## READING TEXT

Formula One does not do half measures. In terms of speed, spectacle and cost, motorsport’s premier competition is built around high challenge and little compromise. Bernie Ecclestone’s 40 years at the helm of the organisation led the series to both mainstream popularity and tremendous financial success. As drivers like Ayrton Senna, Michael Schumacher and Fernando Alonso became household names, revenues climbed into the billions.
However, while still posting huge profits, Formula One’s viewership has been in decline for the past few years. From a global audience of 600 million in 2008, viewers shrunk to just 400 million in 2015. Ecclestone’s focus on locking down broadcast rights and soliciting large fees from wealthy race hosts may have kept the sport rich, but has gradually priced viewers out of an experience many felt was, in any case, now dull and predictable. With a sense of inevitability, Ecclestone’s reign came to an end at the beginning of 2017, with US mass media corporation Liberty Media swooping in to purchase the platform. With Chase Carey appointed the sport’s new CEO, Formula One is now set for its biggest change in four decades.
For the new owners, the challenge will be to rewire the sport for the modern age, while maintaining the significant profits investors expect. Balancing the sport’s distinctly European history while growing the US market will result in new races, new ways to watch and, with any luck, new viewers.

## RECORDS SHOWN
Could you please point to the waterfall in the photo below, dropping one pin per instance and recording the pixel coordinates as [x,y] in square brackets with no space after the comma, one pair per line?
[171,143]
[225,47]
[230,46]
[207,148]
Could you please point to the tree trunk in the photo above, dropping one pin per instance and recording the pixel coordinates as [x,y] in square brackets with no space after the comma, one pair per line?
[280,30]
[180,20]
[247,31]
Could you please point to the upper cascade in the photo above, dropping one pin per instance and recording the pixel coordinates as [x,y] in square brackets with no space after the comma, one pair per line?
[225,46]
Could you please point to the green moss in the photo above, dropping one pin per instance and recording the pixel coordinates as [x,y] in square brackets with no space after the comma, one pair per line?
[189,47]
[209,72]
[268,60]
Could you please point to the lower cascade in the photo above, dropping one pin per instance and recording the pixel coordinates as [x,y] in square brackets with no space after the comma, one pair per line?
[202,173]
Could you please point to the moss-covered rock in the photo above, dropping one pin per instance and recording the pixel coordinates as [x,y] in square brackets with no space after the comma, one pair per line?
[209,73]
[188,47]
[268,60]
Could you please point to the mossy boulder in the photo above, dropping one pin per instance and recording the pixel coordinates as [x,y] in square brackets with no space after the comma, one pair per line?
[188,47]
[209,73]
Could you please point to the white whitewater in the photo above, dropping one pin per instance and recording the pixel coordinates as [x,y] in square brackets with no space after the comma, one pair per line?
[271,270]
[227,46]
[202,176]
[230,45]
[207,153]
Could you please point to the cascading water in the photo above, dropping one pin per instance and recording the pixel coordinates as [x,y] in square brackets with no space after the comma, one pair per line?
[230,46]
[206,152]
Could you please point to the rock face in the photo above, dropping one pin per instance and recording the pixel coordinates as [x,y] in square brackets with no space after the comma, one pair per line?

## SHORT TASK 1
Print part of the Formula One passage: begin at the words "For the new" and stop after "luck, new viewers.".
## SHORT TASK 2
In the Formula One passage, what was the sport's global audience in 2015?
The material comes from a different source than the Formula One passage.

## CORRECT ANSWER 1
For the new owners, the challenge will be to rewire the sport for the modern age, while maintaining the significant profits investors expect. Balancing the sport’s distinctly European history while growing the US market will result in new races, new ways to watch and, with any luck, new viewers.

## CORRECT ANSWER 2
400 million viewers.